++++ Task material ++++

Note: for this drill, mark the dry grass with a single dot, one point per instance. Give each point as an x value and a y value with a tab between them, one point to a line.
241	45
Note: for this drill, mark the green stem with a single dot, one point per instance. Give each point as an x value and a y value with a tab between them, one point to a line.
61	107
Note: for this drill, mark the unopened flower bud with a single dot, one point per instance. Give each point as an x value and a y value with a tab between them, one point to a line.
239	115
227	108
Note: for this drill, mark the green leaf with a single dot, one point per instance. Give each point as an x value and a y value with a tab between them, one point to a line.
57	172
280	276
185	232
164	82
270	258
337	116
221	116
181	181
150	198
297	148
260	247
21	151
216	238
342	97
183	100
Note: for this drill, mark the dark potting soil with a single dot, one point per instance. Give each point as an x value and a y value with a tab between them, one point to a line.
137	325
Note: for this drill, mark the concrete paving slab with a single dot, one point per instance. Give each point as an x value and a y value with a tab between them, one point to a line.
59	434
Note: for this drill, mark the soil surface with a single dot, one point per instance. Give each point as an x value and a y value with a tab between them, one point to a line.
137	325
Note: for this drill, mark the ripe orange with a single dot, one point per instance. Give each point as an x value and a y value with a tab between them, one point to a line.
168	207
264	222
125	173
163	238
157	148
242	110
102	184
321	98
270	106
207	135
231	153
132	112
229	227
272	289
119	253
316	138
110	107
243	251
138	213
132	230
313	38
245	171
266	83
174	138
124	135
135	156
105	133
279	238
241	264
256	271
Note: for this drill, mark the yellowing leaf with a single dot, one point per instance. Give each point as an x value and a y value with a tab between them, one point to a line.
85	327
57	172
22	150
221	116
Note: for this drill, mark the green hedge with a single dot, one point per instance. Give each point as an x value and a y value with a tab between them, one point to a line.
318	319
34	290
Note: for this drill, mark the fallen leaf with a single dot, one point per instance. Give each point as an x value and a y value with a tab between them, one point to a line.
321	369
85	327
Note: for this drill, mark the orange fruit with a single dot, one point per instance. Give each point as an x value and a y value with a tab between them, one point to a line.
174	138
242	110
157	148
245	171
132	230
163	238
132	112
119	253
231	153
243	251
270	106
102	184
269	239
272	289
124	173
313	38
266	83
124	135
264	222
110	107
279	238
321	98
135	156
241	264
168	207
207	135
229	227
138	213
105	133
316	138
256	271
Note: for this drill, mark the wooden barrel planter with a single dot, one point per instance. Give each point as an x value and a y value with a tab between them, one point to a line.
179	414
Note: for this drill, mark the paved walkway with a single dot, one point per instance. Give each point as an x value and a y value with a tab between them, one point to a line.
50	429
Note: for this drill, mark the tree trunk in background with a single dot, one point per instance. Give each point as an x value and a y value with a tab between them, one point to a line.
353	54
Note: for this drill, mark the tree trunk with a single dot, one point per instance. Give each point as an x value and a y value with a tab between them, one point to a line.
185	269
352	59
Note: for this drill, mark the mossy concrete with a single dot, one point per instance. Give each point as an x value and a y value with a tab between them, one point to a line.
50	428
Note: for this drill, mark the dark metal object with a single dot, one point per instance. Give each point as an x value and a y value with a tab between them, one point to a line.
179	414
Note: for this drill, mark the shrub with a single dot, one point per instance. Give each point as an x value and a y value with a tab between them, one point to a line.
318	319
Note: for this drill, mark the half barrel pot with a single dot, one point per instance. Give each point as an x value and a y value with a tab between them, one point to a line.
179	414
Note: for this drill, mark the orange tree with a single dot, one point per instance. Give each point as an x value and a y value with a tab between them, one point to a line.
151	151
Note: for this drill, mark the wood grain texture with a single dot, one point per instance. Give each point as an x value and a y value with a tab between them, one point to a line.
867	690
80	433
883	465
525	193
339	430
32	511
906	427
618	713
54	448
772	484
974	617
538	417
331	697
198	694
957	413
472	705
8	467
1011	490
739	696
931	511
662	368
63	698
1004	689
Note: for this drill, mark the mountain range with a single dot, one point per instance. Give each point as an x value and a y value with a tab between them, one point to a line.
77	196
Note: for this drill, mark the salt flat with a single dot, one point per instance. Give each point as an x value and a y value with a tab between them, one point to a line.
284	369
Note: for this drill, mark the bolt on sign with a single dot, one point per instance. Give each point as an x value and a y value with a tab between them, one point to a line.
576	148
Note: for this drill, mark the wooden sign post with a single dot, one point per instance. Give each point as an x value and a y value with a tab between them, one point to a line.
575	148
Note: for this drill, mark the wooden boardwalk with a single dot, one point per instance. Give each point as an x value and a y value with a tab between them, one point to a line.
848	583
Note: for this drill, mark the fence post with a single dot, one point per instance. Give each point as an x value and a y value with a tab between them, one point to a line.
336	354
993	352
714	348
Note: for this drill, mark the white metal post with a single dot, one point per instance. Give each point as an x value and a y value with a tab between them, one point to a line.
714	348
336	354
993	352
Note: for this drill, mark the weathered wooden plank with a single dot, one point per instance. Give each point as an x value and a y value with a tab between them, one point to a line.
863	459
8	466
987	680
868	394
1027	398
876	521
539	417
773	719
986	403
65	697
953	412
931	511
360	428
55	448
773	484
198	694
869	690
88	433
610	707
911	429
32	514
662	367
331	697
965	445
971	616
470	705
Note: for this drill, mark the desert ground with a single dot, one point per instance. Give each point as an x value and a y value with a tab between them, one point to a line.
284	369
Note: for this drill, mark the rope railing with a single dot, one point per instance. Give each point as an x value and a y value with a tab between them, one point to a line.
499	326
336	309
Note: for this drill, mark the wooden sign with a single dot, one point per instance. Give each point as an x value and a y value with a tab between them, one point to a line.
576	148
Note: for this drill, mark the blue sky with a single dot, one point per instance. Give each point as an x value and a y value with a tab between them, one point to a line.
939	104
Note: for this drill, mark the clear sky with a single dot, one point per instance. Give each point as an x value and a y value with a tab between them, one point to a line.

++++

Given exercise: Print every line of the data above again, word for word and in the same order.

Full solution:
Note: for this drill, mark the dry grass with a single dot, one point per instance. Give each point as an x value and a y value with a tab between them, one point to a line.
241	45
Note: for this drill, mark the green stem with a single dot, one point per instance. Give each point as an x value and a y value with a tab between them, one point to a line.
61	107
Note: for this drill, mark the unopened flower bud with a single dot, one point per instance. Give each point as an x value and a y value with a tab between them, one point to a line.
239	115
227	108
Note: for this drill, mark the green leaf with a single dot, one point per instance. Give each point as an x value and a y value with a tab between them, one point to a line.
57	172
280	276
185	232
164	82
270	258
337	116
221	116
181	181
150	198
297	148
260	247
21	151
216	238
342	97
183	100
Note: for this drill, mark the dark potting soil with a single dot, one point per instance. Give each point as an x value and a y value with a tab between them, one point to a line.
137	325
Note: for this drill, mark the concrete paving slab with a single dot, one point per instance. Give each point as an x value and a y value with a tab between them, one point to a line.
59	434
Note: for this drill, mark the soil surface with a single dot, one point per instance. Give each point as an x value and a y value with a tab between them, one point to a line.
137	325
Note: for this drill, mark the ripe orange with a single dot, one point per instance. Give each point as an x value and a y value with a tab between them, one point to a line.
168	207
264	222
125	173
163	238
157	148
242	110
102	184
321	98
270	106
207	135
231	153
132	112
229	227
272	289
119	253
316	138
110	107
243	251
138	213
132	230
313	38
245	171
266	83
174	138
124	135
135	156
105	133
279	238
241	264
256	271
Note: for this drill, mark the yellowing leaf with a single dot, one point per instance. Give each point as an x value and a y value with a tab between them, one point to a line.
85	327
57	172
22	150
221	116
Note: for this drill, mark the green hedge with a single dot, one point per instance. Give each point as an x value and a y value with a tab between them, one point to a line.
318	319
34	290
Note: for this drill, mark the fallen leaf with a single dot, one point per instance. Give each point as an x value and a y value with a tab between them, one point to a line.
321	369
85	327
Note: for this drill, mark the orange fruit with a single dot, one point per instance. Give each point as an x value and a y value with a tab between them, one point to a line.
174	138
242	110
157	148
245	171
132	230
163	238
132	112
119	253
231	153
243	251
270	106
102	184
269	239
272	289
124	173
313	38
266	83
124	135
264	222
110	107
279	238
321	98
135	156
241	264
168	207
207	135
229	227
138	213
105	133
316	138
256	271
Note: for this drill, mark the wooden barrel planter with a single dot, one point per instance. Give each point as an x value and a y value with a tab between them, one point to a line.
179	414
Note: for this drill, mark the paved walkway with a single dot, one point per instance. Give each point as an x value and a y value with a tab between them, one point to a line.
50	429
Note: for this drill, mark the tree trunk in background with a single dot, one point per instance. Give each point as an x value and a y value with a tab between them, one point to a line.
353	54
Note: for this drill, mark the tree trunk with a single dot, one point per instance. Give each point as an x value and a y value with a tab between them, one point to a line.
185	269
352	59
Note: for this drill, mark the mossy concrete with a single dot, one point per instance. Give each point as an x value and a y value with a tab between them, one point to a line.
50	428
Note: for this drill, mark the dark metal object with a single dot, one point per instance. Give each point as an x value and a y value with a tab between them, one point to a line.
179	414
Note: for this drill, mark the shrub with a single dot, one point per instance. Give each point as an x value and a y value with a tab between them, one point to a line.
318	319
Note: for this drill, mark the half barrel pot with a single dot, one point per instance. Give each point as an x value and a y value with a tab between them, one point to a line.
179	414
Note: for this drill, mark the orange tree with a single dot, one point per instance. Give each point as an x value and a y value with a tab between them, one point to a line.
151	151
Note: for this drill, mark the wood grain texture with a single dot, one point per instance. Give each point as an x value and a y value with a tab between them, one point to a line.
867	690
80	433
883	465
525	193
339	430
32	511
906	427
618	713
54	448
772	484
974	617
538	417
331	697
198	694
957	413
472	705
8	467
1011	490
739	696
931	511
662	368
63	698
1004	689
Note: for this drill, mark the mountain range with a single dot, one point per instance. Give each point as an x value and a y value with a tab between them, one point to a line.
77	196
Note: for this drill, mark the salt flat with a single dot, one point per instance. Give each point as an x value and a y value with a tab between them, one point to a line.
284	369
Note: for this drill, mark the bolt on sign with a single dot, one point per instance. Give each point as an x value and a y value with a tab between them, one point to a line.
576	148
Note: for this drill, mark the wooden sign post with a single dot, one point per instance. Give each point as an x value and a y value with a tab between them, one point to a line.
575	148
Note: for this drill, mark the wooden boardwalk with a single dot, one point per instance. Give each point as an x value and a y value with a tab between them, one point to a line.
848	583
Note: for this drill, mark the fence post with a single dot, one point per instance. Give each point as an x value and a y value with a tab between them, one point to a line.
336	354
993	352
714	348
Note: for this drill, mark the white metal post with a single dot, one point per instance. Give each point as an x value and a y value with a tab between them, one point to a line.
714	348
336	354
993	352
Note: for this drill, mark the weathered wooden plank with a single dot, one point per instance. Give each point as an x value and a y value with a tab between them, one point to a line.
863	459
8	466
987	680
868	394
1027	398
876	521
539	417
773	719
986	403
65	697
953	412
931	511
360	428
55	448
773	484
198	694
869	690
88	433
610	707
911	429
32	514
662	367
331	697
965	445
971	616
470	705
Note: for this drill, mark the desert ground with a single dot, one point per instance. Give each point as an x value and a y value with a tab between them, one point to a line.
284	369
Note: for this drill, mark the rope railing with a single dot, one point per instance. Give each point as an x value and a y value with a tab between them, one point to a line.
499	326
336	309
Note: for this drill, mark the wooden sign with a single dot, one point per instance. Give each point as an x value and a y value with a tab between them, one point to a line.
576	148
Note: for this drill, mark the blue sky with a single dot, one point per instance. Give each point as an x value and a y value with a tab between them, one point to a line.
939	104
Note: for this drill, mark the clear sky with a single dot, one point per instance. Give each point as an x value and a y value with a tab between them, one point to a line.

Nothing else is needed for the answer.